Passage choisi:

1991-2021 : le triste bilan du poutinisme

Il y a trente ans le communisme s’effondrait en Europe. L’Union soviétique, qui tenait sous son joug des dizaines de peuples empêchés de se révolter, à commencer par le peuple russe, s’autodétruisait soudainement, faisant naître chez ceux qui subissaient sa tyrannie des espoirs d’émancipation et de liberté. L’une après l’autre, les Républiques de l’immense empire choisissaient de se séparer de la Russie, au premier rang desquelles l’Ukraine et la Biélorussie, ses deux nations sœurs. En Europe centrale, les pays dits satellites, de l’Allemagne de l’Est à la Pologne, en passant par la Hongrie et la Tchécoslovaquie, rompaient avec Moscou. A l’intérieur même de la Russie, la « glasnost » et la « perestroïka » voulues par Mikhaïl Gorbatchev, le nouveau maître du Kremlin, ouvraient la voie vers la démocratie.

Bref le paysage politique était totalement bouleversé par la fin de la guerre froide et le nouveau cours de l’histoire russe. Pourquoi cette subite explosion ? Par rejet d’une dictature à bout de souffle. « La société russe étouffait dans le carcan du système de commandement administratif condamné à servir l’idéologie et à porter le terrible fardeau de la militarisation », expliquait Mikhaïl Gorbatchev dans son discours de démission le 25 décembre 1991. « Course aux armements, soutien coûteux à ses alliés et à ses satellites, guerre en Afghanistan : Moscou ne pouvait plus se permettre tout cela », souligne dans un récent entretien donné au Monde l’écrivain russe Boris Akounine. « Ce qui explique, ajoute-t-il, le changement de la politique internationale du Kremlin ainsi que de sa politique intérieure ».

Les consignes:
A. Recopiez le passage sur la chute de l'Union soviétique en commençant à « 1991-2021 : le triste » et en terminant à « vers la démocratie. ».
B. Traduisez en anglais la phrase suivante du passage sur la chute de l'Union soviétique : « L’une après l’autre, les Républiques de l’immense empire choisissaient de se séparer de la Russie, au premier rang desquelles l’Ukraine et la Biélorussie, ses deux nations sœurs. »
Les lignes ci-dessous proviennent d'une autre source.

(Entrées d'annotation de la position des objets)

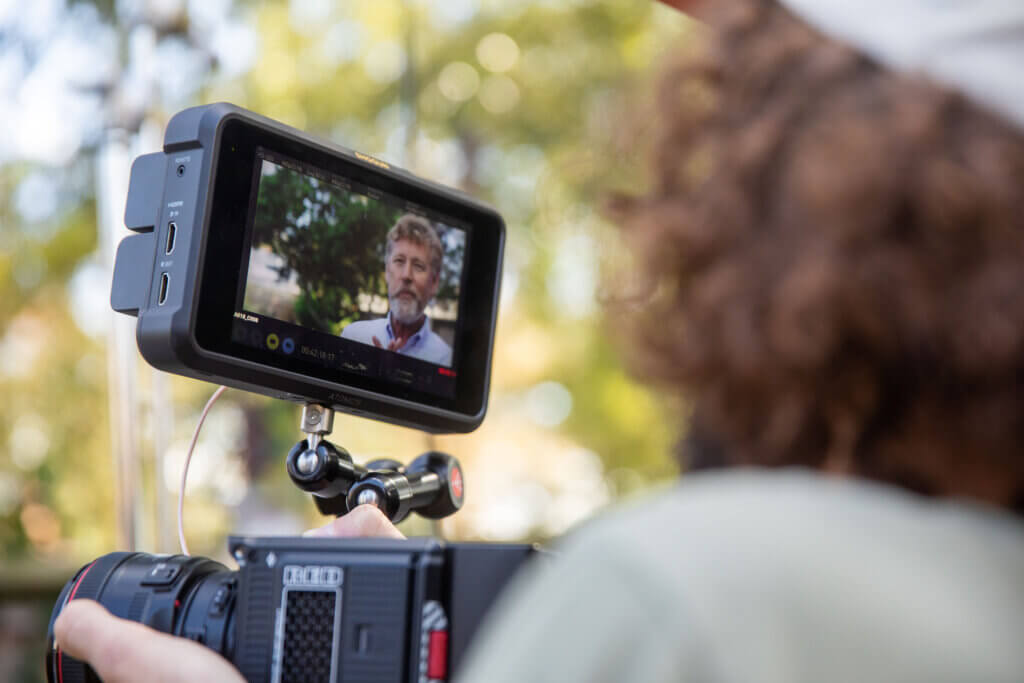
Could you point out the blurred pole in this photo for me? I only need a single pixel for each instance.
(113, 166)
(150, 139)
(409, 98)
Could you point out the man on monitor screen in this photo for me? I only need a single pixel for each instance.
(412, 269)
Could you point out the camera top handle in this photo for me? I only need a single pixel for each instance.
(431, 485)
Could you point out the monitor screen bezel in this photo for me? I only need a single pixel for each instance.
(224, 261)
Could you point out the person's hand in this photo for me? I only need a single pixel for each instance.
(392, 345)
(365, 521)
(120, 650)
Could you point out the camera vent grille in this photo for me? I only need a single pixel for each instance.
(308, 636)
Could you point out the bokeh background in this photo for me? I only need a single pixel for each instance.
(536, 105)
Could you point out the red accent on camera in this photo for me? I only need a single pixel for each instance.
(437, 657)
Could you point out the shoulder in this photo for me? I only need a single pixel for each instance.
(729, 572)
(363, 328)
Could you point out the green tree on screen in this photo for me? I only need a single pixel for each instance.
(333, 242)
(330, 239)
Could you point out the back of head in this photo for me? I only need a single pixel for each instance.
(838, 257)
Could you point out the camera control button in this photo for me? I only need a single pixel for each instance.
(162, 574)
(220, 599)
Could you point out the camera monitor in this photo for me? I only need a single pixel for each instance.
(271, 261)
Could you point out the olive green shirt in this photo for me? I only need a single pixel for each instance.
(769, 577)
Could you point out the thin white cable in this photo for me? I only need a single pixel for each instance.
(184, 472)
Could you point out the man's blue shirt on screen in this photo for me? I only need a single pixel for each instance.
(425, 344)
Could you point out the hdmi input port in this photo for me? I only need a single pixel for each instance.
(165, 281)
(172, 229)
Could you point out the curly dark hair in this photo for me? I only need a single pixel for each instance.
(837, 252)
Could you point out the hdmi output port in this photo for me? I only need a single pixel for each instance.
(172, 229)
(165, 281)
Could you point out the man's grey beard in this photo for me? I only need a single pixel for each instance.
(406, 311)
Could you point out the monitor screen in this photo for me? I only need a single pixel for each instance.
(350, 278)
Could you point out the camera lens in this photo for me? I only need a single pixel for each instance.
(192, 597)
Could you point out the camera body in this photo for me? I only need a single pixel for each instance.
(268, 260)
(259, 249)
(306, 608)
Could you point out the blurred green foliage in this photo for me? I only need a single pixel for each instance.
(536, 107)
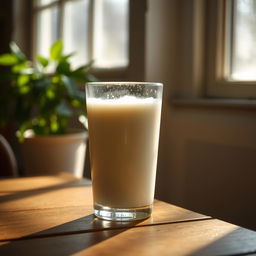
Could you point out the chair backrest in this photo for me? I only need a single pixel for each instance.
(8, 163)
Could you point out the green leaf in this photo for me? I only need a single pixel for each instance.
(22, 80)
(43, 61)
(16, 50)
(64, 110)
(63, 68)
(20, 67)
(8, 59)
(70, 85)
(56, 50)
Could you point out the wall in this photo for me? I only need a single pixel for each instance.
(207, 153)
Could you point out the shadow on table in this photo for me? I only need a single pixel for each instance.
(238, 242)
(55, 241)
(32, 192)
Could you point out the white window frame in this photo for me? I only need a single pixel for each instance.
(136, 67)
(218, 34)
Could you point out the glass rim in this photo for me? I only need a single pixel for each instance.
(125, 83)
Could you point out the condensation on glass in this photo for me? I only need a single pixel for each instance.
(243, 38)
(75, 31)
(110, 33)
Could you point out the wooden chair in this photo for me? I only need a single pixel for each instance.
(8, 163)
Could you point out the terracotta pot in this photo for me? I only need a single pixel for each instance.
(44, 155)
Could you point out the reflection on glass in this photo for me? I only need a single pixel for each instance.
(243, 50)
(75, 34)
(110, 47)
(47, 31)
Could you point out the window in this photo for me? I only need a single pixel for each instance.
(101, 30)
(231, 51)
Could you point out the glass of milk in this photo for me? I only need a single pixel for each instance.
(124, 124)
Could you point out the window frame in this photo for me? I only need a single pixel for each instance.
(218, 36)
(136, 66)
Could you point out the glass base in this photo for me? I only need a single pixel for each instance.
(117, 214)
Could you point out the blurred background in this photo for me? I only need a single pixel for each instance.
(203, 51)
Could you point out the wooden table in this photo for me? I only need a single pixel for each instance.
(53, 216)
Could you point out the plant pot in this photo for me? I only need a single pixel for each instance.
(44, 155)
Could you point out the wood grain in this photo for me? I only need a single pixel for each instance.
(203, 237)
(63, 220)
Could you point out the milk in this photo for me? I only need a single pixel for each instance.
(123, 146)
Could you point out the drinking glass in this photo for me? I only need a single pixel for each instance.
(124, 124)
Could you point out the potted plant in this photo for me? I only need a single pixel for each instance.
(41, 98)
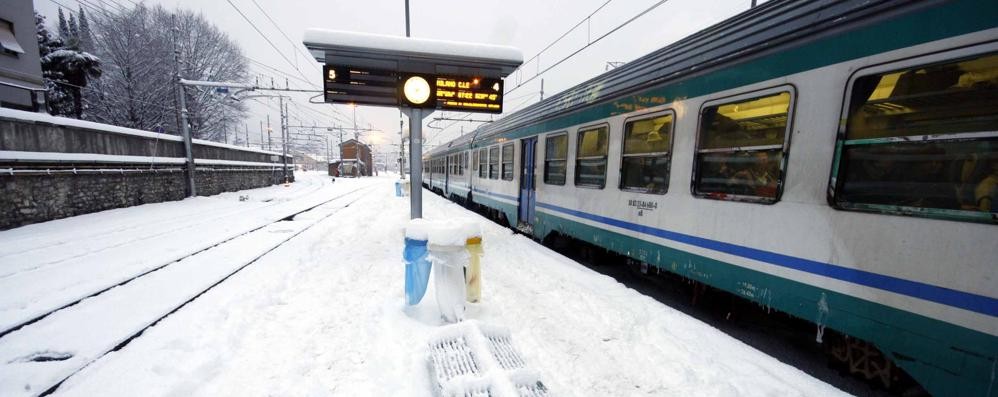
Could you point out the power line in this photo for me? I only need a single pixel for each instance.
(265, 37)
(642, 13)
(267, 15)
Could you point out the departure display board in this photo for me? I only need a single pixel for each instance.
(352, 85)
(469, 94)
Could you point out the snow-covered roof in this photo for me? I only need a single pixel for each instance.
(319, 38)
(68, 122)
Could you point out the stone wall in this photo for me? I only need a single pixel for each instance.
(52, 168)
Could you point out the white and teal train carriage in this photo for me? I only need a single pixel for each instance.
(834, 160)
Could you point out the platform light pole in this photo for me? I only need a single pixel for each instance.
(360, 67)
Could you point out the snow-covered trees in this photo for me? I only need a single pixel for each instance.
(138, 89)
(67, 70)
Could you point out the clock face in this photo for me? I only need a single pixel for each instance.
(417, 90)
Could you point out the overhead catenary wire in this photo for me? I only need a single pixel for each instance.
(267, 39)
(589, 44)
(267, 15)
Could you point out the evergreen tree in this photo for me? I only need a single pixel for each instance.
(85, 40)
(73, 40)
(63, 26)
(66, 70)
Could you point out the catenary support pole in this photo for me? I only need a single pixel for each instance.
(185, 128)
(284, 142)
(416, 162)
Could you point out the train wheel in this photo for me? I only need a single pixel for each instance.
(860, 357)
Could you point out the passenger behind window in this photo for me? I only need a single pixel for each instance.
(760, 177)
(986, 192)
(929, 186)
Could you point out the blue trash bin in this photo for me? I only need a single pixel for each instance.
(417, 270)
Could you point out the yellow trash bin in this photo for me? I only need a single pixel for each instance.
(474, 274)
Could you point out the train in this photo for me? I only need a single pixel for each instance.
(836, 161)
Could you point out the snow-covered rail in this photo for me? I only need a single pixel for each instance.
(36, 358)
(44, 277)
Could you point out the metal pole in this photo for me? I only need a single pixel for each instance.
(416, 163)
(407, 18)
(188, 149)
(284, 142)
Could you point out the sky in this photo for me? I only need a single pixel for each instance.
(530, 25)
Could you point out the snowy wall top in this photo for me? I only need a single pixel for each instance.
(90, 125)
(318, 39)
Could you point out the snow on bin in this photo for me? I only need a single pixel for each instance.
(417, 265)
(448, 253)
(474, 359)
(473, 243)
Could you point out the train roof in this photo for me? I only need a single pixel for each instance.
(771, 27)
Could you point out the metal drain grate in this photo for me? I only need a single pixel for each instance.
(472, 360)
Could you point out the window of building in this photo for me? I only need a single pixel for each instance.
(741, 148)
(922, 140)
(646, 154)
(8, 42)
(494, 162)
(507, 162)
(555, 159)
(590, 162)
(483, 159)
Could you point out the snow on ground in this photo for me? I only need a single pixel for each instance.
(45, 266)
(323, 315)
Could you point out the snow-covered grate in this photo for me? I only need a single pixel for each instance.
(452, 358)
(471, 360)
(501, 347)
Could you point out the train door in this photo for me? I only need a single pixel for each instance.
(528, 193)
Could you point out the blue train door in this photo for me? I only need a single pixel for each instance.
(528, 194)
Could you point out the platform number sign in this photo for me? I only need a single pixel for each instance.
(352, 85)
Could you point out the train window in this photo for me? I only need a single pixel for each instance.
(591, 154)
(741, 149)
(555, 159)
(645, 163)
(494, 162)
(507, 162)
(922, 140)
(483, 159)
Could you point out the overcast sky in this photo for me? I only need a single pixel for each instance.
(529, 25)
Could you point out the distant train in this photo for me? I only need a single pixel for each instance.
(834, 160)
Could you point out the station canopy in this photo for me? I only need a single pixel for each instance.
(382, 70)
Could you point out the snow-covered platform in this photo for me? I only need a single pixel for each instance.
(322, 314)
(473, 359)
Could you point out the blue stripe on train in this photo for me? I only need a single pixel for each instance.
(964, 300)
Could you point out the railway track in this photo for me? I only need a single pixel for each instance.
(29, 296)
(37, 356)
(163, 227)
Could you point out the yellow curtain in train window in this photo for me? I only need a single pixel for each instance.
(946, 98)
(652, 135)
(753, 122)
(593, 142)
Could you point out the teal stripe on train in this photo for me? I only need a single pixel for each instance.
(932, 23)
(961, 358)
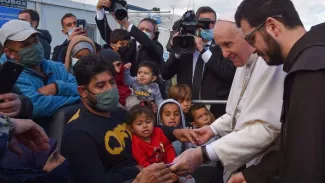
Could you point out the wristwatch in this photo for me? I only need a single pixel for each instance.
(205, 155)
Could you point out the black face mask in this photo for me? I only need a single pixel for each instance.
(156, 36)
(122, 50)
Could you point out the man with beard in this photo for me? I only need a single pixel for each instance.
(252, 120)
(276, 31)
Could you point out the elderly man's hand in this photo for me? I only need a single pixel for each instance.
(186, 135)
(30, 134)
(11, 105)
(205, 134)
(187, 162)
(237, 178)
(155, 173)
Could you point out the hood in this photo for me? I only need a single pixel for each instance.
(45, 35)
(314, 37)
(182, 124)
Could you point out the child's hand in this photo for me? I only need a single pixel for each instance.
(174, 177)
(128, 65)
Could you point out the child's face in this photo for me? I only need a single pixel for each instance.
(142, 127)
(145, 76)
(186, 104)
(171, 116)
(117, 66)
(202, 117)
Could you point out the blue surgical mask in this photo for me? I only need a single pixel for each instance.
(74, 61)
(32, 56)
(148, 34)
(107, 101)
(207, 34)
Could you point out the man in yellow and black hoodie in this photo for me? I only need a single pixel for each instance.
(96, 142)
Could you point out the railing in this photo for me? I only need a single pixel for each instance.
(209, 101)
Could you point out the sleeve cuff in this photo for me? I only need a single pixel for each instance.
(211, 153)
(130, 27)
(206, 56)
(214, 130)
(100, 14)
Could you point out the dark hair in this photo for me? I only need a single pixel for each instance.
(136, 111)
(119, 35)
(33, 15)
(194, 108)
(257, 11)
(150, 20)
(66, 16)
(151, 65)
(180, 92)
(89, 66)
(205, 9)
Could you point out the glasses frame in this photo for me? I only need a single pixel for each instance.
(249, 36)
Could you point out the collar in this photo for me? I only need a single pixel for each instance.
(251, 60)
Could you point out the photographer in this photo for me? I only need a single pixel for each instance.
(206, 71)
(70, 29)
(144, 48)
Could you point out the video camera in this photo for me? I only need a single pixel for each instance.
(119, 8)
(184, 43)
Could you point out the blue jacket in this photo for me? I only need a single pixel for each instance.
(30, 81)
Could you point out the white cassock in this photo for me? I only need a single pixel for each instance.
(251, 122)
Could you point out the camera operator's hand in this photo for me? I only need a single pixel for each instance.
(103, 3)
(199, 43)
(77, 32)
(171, 40)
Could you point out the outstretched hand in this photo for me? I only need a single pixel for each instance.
(205, 134)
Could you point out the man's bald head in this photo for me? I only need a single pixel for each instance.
(231, 40)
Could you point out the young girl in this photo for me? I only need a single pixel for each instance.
(170, 114)
(149, 144)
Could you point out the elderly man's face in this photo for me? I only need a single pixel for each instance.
(13, 47)
(232, 42)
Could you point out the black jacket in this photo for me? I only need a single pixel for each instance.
(60, 51)
(303, 128)
(217, 77)
(303, 119)
(148, 51)
(45, 39)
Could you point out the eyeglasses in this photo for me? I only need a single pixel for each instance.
(249, 37)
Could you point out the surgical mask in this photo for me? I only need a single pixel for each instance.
(156, 36)
(106, 101)
(32, 56)
(148, 34)
(74, 61)
(123, 50)
(207, 34)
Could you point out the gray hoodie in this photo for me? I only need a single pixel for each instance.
(178, 146)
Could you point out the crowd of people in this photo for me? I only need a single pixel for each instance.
(101, 113)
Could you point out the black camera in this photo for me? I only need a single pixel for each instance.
(184, 43)
(119, 8)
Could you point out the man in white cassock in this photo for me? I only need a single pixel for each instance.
(251, 125)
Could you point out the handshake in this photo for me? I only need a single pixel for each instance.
(195, 136)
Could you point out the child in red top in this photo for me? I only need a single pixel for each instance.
(149, 144)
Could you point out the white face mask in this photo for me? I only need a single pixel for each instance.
(74, 61)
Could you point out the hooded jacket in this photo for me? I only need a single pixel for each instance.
(45, 39)
(30, 81)
(178, 146)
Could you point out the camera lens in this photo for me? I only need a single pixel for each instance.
(184, 44)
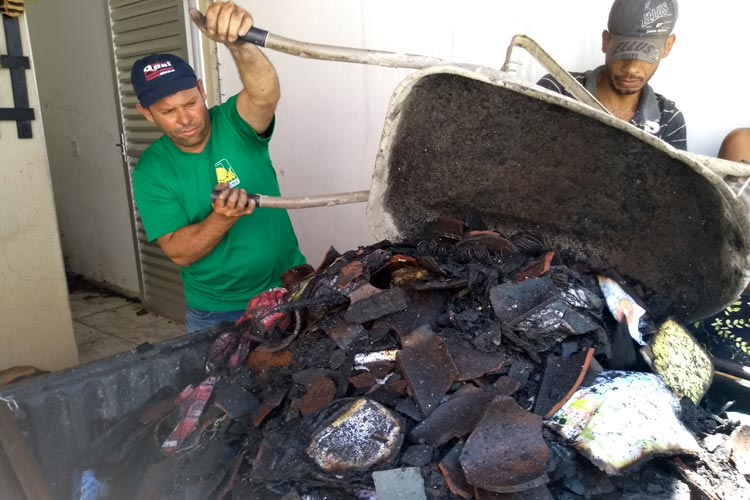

Corrigés:
A.
1991-2021 : le triste bilan du poutinisme

Il y a trente ans le communisme s’effondrait en Europe. L’Union soviétique, qui tenait sous son joug des dizaines de peuples empêchés de se révolter, à commencer par le peuple russe, s’autodétruisait soudainement, faisant naître chez ceux qui subissaient sa tyrannie des espoirs d’émancipation et de liberté. L’une après l’autre, les Républiques de l’immense empire choisissaient de se séparer de la Russie, au premier rang desquelles l’Ukraine et la Biélorussie, ses deux nations sœurs. En Europe centrale, les pays dits satellites, de l’Allemagne de l’Est à la Pologne, en passant par la Hongrie et la Tchécoslovaquie, rompaient avec Moscou. A l’intérieur même de la Russie, la « glasnost » et la « perestroïka » voulues par Mikhaïl Gorbatchev, le nouveau maître du Kremlin, ouvraient la voie vers la démocratie.

B. One after another, the Republics of the vast empire chose to break away from Russia, foremost among them Ukraine and Belarus, its two sister nations.